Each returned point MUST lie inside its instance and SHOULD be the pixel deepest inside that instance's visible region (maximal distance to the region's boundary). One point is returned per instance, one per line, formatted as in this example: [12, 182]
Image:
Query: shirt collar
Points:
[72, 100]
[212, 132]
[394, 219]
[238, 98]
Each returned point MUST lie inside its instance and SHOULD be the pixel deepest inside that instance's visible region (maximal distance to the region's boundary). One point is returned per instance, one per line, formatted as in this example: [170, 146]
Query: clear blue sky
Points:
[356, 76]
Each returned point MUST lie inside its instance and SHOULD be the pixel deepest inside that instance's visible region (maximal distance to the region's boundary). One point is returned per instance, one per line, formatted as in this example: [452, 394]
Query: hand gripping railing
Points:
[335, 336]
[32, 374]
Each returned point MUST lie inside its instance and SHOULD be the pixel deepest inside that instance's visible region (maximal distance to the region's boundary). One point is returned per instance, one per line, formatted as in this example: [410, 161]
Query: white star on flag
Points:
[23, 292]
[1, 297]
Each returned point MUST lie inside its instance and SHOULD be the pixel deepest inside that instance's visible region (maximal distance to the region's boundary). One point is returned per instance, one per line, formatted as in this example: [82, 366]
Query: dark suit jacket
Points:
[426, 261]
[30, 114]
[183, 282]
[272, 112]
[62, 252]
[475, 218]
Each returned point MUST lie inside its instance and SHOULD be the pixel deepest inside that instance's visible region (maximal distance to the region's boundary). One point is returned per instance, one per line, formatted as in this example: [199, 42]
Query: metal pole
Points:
####
OBJECTIVE: Reproduce every one of the lines above word for word, without changing anything.

ANSWER TO THIS TASK:
Each returned point MUST lie inside its instance and SHOULD be the pixel deepest inside that instance's visible region (maximal distance to the region's boundary). One point is returned per instance, one per line, formatted as in this example: [12, 182]
Image:
Query: shirt collar
Points:
[72, 100]
[212, 132]
[394, 219]
[238, 98]
Each returned point MUST lie inside its instance and SHOULD be the pixel deepest inside that instance's visible region (maximal distance to the region's boundary). One point is returned per instance, one per line, formatted as in this example: [170, 146]
Query: clear blue sky
Points:
[356, 76]
Each returned point MUST lie inside its instance and SHOULD be the pixel deepest inside that instance's visible region (maximal distance to the region's boundary). One point is returned per instance, one per line, formatted as in this example: [452, 394]
Query: hand gripping railing
Points:
[335, 336]
[32, 374]
Each returned point MUST lie inside its instance and SHOULD be the pixel deepest inside that instance's visible region (maximal distance to the region's boundary). One point is returned per instance, one per line, formatted as in this example: [410, 161]
Query: white star on flag
Points:
[23, 292]
[1, 297]
Each returned point MUST lie inside its instance and SHOULD be the pixel deepest inside that instance's visible region (maximal distance to the region's boundary). One point is returned per instance, one per line, formatted as in this example: [82, 366]
Query: dark suit jacket
Points:
[426, 261]
[30, 114]
[183, 282]
[272, 112]
[62, 252]
[475, 218]
Each returned point MUST lie inside its instance and SHOULD be the pixel deepest inside that instance's visible region (maximal distance to the region's boundary). One point is returned per instance, one per line, formatted as in this example: [199, 42]
Query: metal pole
Points:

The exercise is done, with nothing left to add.